Start of PROVIDED RECORDS
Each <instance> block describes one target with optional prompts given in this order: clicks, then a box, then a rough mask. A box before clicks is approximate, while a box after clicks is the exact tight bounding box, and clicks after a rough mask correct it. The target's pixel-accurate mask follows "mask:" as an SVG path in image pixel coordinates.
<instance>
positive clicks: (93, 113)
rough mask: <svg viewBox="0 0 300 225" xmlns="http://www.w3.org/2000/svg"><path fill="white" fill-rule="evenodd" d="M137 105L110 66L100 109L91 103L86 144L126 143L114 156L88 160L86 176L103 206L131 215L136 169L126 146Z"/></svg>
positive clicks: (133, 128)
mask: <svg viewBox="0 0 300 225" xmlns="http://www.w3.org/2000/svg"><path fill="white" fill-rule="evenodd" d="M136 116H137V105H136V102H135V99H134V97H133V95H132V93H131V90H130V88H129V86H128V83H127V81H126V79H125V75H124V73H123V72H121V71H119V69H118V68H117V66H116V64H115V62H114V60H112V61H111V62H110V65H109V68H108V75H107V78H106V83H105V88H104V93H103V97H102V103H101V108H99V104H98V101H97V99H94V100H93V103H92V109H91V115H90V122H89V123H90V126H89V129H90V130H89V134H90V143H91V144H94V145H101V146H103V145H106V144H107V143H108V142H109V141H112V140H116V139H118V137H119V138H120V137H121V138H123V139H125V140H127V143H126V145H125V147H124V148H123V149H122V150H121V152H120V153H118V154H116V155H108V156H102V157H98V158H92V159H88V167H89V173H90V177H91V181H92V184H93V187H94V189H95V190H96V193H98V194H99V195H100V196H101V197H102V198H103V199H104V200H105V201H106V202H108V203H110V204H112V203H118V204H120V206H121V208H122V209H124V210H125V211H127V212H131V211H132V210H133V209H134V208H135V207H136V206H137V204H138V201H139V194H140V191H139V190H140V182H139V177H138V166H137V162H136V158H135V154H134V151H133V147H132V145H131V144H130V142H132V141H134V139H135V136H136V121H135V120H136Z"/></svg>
End of PROVIDED RECORDS
All records above must be set down exactly, please.

Each <instance> block describes one target with optional prompts given in this order: clicks, then a box, then a rough mask. A box before clicks is approximate, while a box after clicks is the exact tight bounding box, and clicks after a rough mask correct it. The target's pixel-accurate mask follows "mask:" as an SVG path in image pixel coordinates.
<instance>
positive clicks: (93, 113)
rough mask: <svg viewBox="0 0 300 225" xmlns="http://www.w3.org/2000/svg"><path fill="white" fill-rule="evenodd" d="M137 105L110 66L100 109L91 103L86 144L126 143L114 156L88 160L86 176L103 206L131 215L136 169L126 146Z"/></svg>
positive clicks: (133, 128)
mask: <svg viewBox="0 0 300 225" xmlns="http://www.w3.org/2000/svg"><path fill="white" fill-rule="evenodd" d="M136 116H137V105H136V102H135V99H134V97H133V95H132V93H131V90H130V88H129V86H128V83H127V81H126V79H125V75H124V73H123V72H121V71H119V69H118V68H117V66H116V64H115V62H114V60H112V61H111V62H110V65H109V68H108V75H107V78H106V83H105V88H104V93H103V97H102V103H101V108H99V104H98V101H97V99H94V100H93V103H92V109H91V115H90V122H89V123H90V126H89V129H90V130H89V134H90V143H91V144H94V145H101V146H103V145H106V144H107V143H108V142H109V141H112V140H116V139H118V137H119V138H120V137H121V138H123V139H125V140H127V143H126V145H125V147H124V148H123V149H122V150H121V152H120V153H118V154H116V155H108V156H102V157H98V158H92V159H88V167H89V173H90V177H91V181H92V184H93V187H94V189H95V190H96V193H98V194H99V195H100V196H101V197H102V198H103V199H104V200H105V201H106V202H108V203H110V204H112V203H118V204H120V206H121V208H122V209H124V210H125V211H127V212H131V211H132V210H133V209H134V208H135V207H136V206H137V204H138V201H139V194H140V191H139V190H140V182H139V177H138V166H137V162H136V158H135V154H134V151H133V147H132V145H131V144H130V142H132V141H134V139H135V136H136V121H135V120H136Z"/></svg>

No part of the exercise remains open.